• PROBLEM TO WORK ON:
Pull out every line below that contains the word "number".
-------- DATASET ENTRIES
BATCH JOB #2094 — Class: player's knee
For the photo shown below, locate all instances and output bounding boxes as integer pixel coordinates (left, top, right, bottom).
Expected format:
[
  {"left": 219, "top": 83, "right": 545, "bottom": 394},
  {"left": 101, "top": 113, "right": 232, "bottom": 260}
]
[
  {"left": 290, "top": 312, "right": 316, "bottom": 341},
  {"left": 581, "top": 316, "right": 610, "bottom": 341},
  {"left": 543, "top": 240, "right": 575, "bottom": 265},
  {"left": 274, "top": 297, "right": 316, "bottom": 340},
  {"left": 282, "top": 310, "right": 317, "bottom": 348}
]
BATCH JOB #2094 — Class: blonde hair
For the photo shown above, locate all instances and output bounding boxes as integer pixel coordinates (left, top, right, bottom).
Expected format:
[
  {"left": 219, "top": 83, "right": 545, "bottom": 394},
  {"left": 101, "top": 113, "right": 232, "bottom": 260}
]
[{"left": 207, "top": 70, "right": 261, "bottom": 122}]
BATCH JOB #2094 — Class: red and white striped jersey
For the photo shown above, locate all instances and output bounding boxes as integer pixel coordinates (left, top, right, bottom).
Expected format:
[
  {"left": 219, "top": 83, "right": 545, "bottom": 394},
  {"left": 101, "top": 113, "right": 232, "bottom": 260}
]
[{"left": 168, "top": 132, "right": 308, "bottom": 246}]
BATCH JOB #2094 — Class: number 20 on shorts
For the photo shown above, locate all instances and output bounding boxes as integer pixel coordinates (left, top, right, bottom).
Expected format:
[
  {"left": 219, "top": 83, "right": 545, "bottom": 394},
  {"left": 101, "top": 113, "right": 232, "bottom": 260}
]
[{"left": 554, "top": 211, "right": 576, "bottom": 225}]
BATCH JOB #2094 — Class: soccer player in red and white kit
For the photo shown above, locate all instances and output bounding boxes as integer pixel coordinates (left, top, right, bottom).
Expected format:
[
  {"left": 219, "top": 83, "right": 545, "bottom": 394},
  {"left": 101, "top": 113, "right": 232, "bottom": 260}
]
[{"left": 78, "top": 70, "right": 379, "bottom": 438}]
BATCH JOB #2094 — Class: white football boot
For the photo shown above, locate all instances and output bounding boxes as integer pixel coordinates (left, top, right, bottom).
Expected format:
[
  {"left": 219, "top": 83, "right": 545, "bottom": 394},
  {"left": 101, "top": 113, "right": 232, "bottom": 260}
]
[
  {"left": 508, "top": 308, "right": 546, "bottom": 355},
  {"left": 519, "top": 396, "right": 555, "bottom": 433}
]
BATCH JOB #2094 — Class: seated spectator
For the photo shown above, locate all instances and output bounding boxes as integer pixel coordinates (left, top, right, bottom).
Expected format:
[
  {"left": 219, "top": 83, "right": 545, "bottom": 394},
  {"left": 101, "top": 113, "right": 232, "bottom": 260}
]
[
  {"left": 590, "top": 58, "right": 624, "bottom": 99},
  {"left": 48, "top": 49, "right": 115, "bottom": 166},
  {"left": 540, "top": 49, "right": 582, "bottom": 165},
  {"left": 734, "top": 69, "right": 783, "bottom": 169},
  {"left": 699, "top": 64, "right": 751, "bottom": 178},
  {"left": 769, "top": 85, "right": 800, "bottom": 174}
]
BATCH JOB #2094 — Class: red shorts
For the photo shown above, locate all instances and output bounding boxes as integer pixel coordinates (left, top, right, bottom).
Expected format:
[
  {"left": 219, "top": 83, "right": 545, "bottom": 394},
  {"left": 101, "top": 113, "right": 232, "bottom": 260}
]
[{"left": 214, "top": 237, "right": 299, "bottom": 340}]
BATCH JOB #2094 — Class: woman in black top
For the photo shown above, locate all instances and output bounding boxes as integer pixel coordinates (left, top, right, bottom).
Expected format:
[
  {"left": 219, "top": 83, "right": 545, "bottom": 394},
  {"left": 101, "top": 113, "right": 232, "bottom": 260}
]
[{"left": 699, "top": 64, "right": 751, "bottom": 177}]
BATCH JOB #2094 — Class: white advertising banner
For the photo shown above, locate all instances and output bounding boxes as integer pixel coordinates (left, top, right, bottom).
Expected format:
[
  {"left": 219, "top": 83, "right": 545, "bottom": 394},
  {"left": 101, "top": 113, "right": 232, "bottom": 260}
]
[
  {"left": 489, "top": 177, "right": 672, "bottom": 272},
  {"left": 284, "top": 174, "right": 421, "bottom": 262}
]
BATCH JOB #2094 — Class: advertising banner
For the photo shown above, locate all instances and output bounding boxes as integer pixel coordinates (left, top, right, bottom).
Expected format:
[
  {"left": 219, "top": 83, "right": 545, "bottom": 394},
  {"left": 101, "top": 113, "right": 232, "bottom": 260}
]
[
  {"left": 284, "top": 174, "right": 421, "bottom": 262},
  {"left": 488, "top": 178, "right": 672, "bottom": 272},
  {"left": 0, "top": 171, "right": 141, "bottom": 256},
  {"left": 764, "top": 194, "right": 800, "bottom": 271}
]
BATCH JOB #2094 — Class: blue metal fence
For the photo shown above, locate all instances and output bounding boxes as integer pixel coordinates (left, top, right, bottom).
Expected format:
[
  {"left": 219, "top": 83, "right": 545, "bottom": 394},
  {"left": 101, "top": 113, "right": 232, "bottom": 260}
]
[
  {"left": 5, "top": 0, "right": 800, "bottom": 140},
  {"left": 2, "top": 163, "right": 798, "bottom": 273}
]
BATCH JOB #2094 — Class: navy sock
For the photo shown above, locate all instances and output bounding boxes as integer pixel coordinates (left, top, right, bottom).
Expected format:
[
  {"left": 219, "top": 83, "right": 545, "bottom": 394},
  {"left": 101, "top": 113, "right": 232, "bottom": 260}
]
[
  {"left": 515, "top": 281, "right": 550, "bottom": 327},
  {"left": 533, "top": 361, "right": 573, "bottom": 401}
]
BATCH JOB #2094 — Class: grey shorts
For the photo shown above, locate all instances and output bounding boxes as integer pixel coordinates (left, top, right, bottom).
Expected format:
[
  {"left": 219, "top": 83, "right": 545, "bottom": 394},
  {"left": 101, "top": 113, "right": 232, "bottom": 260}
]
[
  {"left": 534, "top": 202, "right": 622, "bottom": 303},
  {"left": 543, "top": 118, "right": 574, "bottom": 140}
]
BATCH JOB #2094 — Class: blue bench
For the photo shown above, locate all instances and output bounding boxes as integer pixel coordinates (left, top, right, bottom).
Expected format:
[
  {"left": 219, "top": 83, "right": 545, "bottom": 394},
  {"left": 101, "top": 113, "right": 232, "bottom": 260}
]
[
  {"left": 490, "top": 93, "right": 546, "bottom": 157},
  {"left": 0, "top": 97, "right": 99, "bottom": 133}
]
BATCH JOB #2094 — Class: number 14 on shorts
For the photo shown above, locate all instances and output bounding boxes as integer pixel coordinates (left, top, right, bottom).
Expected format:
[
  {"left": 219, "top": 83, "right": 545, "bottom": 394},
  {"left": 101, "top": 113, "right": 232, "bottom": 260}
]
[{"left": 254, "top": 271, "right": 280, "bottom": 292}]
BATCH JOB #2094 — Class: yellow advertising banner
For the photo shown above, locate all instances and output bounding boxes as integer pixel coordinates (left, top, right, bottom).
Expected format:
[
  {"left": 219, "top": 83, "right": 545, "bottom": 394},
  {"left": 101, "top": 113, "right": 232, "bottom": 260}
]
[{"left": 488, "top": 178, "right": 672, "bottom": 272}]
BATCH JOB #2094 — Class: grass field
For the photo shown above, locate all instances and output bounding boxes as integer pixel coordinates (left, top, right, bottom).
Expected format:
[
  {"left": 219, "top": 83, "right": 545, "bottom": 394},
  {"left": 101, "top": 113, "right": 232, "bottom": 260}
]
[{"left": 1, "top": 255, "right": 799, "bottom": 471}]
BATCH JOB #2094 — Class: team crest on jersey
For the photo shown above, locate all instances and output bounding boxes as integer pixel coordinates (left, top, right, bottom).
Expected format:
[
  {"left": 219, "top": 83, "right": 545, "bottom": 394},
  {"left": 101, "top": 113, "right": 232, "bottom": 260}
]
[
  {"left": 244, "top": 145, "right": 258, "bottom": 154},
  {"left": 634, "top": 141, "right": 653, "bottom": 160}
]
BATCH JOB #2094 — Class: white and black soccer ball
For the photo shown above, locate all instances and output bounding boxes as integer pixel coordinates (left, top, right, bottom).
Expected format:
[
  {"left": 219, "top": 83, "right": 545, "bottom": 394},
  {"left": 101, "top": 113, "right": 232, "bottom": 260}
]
----------------
• PROBLEM SOLUTION:
BATCH JOB #2094 — Class: number 20 on shorts
BATCH JOB #2094 — Class: number 14 on shorts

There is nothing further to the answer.